%%

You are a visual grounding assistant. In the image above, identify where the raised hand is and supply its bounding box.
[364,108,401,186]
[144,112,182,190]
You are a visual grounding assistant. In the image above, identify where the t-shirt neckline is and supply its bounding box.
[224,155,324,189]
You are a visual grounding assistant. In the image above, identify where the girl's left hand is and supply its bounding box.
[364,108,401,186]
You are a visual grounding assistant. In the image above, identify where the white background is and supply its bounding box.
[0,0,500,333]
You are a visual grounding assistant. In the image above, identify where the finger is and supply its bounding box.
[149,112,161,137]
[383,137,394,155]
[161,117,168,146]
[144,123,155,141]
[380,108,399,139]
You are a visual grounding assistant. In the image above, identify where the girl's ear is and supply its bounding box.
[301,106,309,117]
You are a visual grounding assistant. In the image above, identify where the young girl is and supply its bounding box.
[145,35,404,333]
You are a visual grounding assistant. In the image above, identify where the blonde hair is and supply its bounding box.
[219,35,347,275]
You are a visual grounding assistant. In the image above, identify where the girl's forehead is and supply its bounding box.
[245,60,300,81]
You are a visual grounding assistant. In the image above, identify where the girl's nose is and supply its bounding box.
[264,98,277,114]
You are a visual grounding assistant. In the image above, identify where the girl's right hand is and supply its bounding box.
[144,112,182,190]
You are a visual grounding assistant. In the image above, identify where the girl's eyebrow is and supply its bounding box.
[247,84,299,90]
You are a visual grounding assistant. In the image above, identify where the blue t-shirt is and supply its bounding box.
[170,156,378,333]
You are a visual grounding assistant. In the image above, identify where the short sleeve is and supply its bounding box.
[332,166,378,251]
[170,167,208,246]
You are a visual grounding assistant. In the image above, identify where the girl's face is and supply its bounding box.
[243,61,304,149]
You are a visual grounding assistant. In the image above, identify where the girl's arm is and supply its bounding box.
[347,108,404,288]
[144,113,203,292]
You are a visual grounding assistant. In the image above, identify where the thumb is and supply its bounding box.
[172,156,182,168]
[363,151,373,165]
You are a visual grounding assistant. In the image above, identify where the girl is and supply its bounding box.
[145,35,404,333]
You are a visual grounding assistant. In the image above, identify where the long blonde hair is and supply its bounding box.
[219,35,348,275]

%%

BRIEF
Write out every line of the listing above exactly as it appears, from the first line through the last.

ANSWER
You are a visual grounding assistant. In the image above, identify where the raised hand is and supply its bounding box.
[364,108,401,186]
[144,112,182,190]
You are a visual grounding assistant. In the image above, identify where the t-shirt neckline is and supply its bounding box.
[224,155,324,189]
You are a visual grounding assistant. In the image above, identify where the girl's left hand is and supply its bounding box.
[364,108,401,186]
You are a visual grounding assistant. In the image above, identify where the white background is and supply its bounding box.
[0,0,500,333]
You are a visual grounding assistant. In the image above, identify where the finger is and supply its bounding box.
[149,112,161,137]
[383,137,394,155]
[161,117,168,146]
[144,123,155,141]
[380,108,399,139]
You are a visual grounding assistant. In the image above, identify where the girl's ear is and supply its bounding box.
[301,106,309,117]
You are a visual grounding assistant. In the image above, identify where the young girl is and supply its bounding box.
[145,35,404,333]
You are a visual grounding assistant. In the image above, identify where the blonde hair is and supply its bounding box.
[219,35,347,275]
You are a visual grounding assistant. In the image above, identify where the girl's forehead is and supply its bounding box.
[245,60,300,81]
You are a visual grounding assistant. In the image above, identify where the girl's nose is and supply its bounding box.
[264,98,277,114]
You are a visual grounding assistant. In the image above, identify where the girl's right hand is and supply its bounding box.
[144,112,182,190]
You are a visual grounding assistant. In the image above, identify where the girl's eyebrow is and supply its bounding box.
[247,84,299,90]
You are a visual grounding assistant. In the image above, identify where the blue t-shirt is and supply its bounding box.
[170,156,378,333]
You are a visual grounding assistant. In the image above, identify where the short sleeve is and supply its bounding box.
[332,166,378,251]
[170,167,208,246]
You are a visual grounding assistant. In the image above, identify where the girl's face is and supply its bounding box.
[243,61,304,149]
You are a visual grounding assistant. In the image above, identify where the girl's arm is and supply its bounding box.
[347,108,404,288]
[144,113,203,292]
You are a visual grounding assistant. In the image above, identify where the thumb is and supply its bounding box.
[172,156,182,168]
[363,151,373,165]
You are a visual grounding assistant. In the image above, identify where the girl is and supply its bounding box.
[145,35,404,333]
You are a visual grounding assistant. In the image above, identify where the long blonde hair is and supply its bounding box.
[219,35,348,275]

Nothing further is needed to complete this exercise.